#### Provided records
-- begin --

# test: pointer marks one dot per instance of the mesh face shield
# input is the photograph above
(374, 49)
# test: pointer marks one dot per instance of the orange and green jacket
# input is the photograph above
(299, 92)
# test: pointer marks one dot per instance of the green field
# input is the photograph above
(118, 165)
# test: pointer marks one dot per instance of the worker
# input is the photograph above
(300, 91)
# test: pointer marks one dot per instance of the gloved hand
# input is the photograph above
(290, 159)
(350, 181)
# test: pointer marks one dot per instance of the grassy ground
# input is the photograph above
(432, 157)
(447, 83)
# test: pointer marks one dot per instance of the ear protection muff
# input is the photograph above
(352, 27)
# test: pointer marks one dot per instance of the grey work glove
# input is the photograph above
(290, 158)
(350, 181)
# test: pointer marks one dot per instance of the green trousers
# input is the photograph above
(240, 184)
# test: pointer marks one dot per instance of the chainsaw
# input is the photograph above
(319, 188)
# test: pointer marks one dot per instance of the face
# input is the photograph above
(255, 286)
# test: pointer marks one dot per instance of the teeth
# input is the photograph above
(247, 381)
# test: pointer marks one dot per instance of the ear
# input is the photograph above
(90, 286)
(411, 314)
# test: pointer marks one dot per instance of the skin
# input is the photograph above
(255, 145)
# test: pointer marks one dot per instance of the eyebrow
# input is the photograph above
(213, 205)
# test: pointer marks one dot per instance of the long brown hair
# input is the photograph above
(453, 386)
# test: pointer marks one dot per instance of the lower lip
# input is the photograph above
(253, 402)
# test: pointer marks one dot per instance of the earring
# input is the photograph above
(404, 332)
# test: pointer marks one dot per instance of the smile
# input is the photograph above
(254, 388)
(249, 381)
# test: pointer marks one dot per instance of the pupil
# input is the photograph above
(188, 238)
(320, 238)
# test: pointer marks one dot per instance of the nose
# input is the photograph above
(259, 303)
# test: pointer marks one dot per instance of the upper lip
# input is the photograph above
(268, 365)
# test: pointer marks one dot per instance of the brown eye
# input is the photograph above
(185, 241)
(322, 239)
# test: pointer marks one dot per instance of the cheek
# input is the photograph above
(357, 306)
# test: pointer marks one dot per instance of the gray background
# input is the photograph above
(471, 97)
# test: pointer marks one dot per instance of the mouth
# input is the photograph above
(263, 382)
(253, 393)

-- end --

#### What you have to do
Reproduce the material above, every line of it, exactly.

#### Exercise solution
# test: pointer marks one dot per instance of the mesh face shield
# input is the photograph above
(374, 49)
# test: pointer marks one dot per instance of the orange and green jacket
# input is the photograph above
(299, 92)
# test: pointer marks one dot per instance of the green field
# input is the photograph above
(118, 165)
# test: pointer marks one dot per instance of the worker
# input is the photograph above
(300, 91)
# test: pointer marks one dot per instance of the gloved hand
# input is the photograph above
(290, 159)
(350, 181)
# test: pointer marks one dot per instance of the grassy ground
# input is the photograph above
(432, 157)
(447, 83)
# test: pointer marks one dot per instance of the ear protection muff
# input is the photograph above
(352, 27)
# test: pointer marks one dot per instance of the grey work glove
# input is the photograph above
(290, 158)
(350, 181)
# test: pointer marks one dot per instance of the green trousers
# input is the photograph above
(240, 184)
# test: pointer marks one dot per instance of the chainsaw
# input is the photograph above
(319, 188)
# test: pointer marks one dot per instance of the face
# input is the photograph above
(255, 286)
# test: pointer marks one dot per instance of the teeth
# input is the photograph above
(247, 381)
# test: pointer marks one dot per instance of the ear
# input is the photograph above
(90, 286)
(411, 314)
# test: pointer marks one dot per instance of the skin
# input is the photograph above
(255, 145)
# test: pointer marks one dot per instance of the eyebrow
# input is the photograph above
(213, 205)
# test: pointer marks one dot per instance of the long brown hair
# input is the photograph above
(453, 386)
# test: pointer marks one dot per instance of the lower lip
# input is the photograph above
(253, 402)
# test: pointer marks one dot per instance of the earring
# input is the photograph above
(404, 332)
# test: pointer marks one dot per instance of the smile
# input is the photograph above
(254, 388)
(249, 381)
# test: pointer marks one dot per instance of the pupil
# input is the photograph above
(188, 238)
(320, 238)
# test: pointer marks one dot per instance of the nose
# input is the photograph above
(259, 303)
# test: pointer marks one dot per instance of the upper lip
# input is the photograph above
(268, 365)
# test: pointer marks one dot per instance of the brown eye
# input is the photograph above
(185, 241)
(322, 239)
# test: pointer marks one dot per instance of the cheek
# input is the photograph above
(357, 306)
# test: pointer marks one dot per instance of the gray background
# input is the photograph above
(471, 97)
# test: pointer marks one dot per instance of the mouth
# input is the photograph above
(263, 382)
(253, 393)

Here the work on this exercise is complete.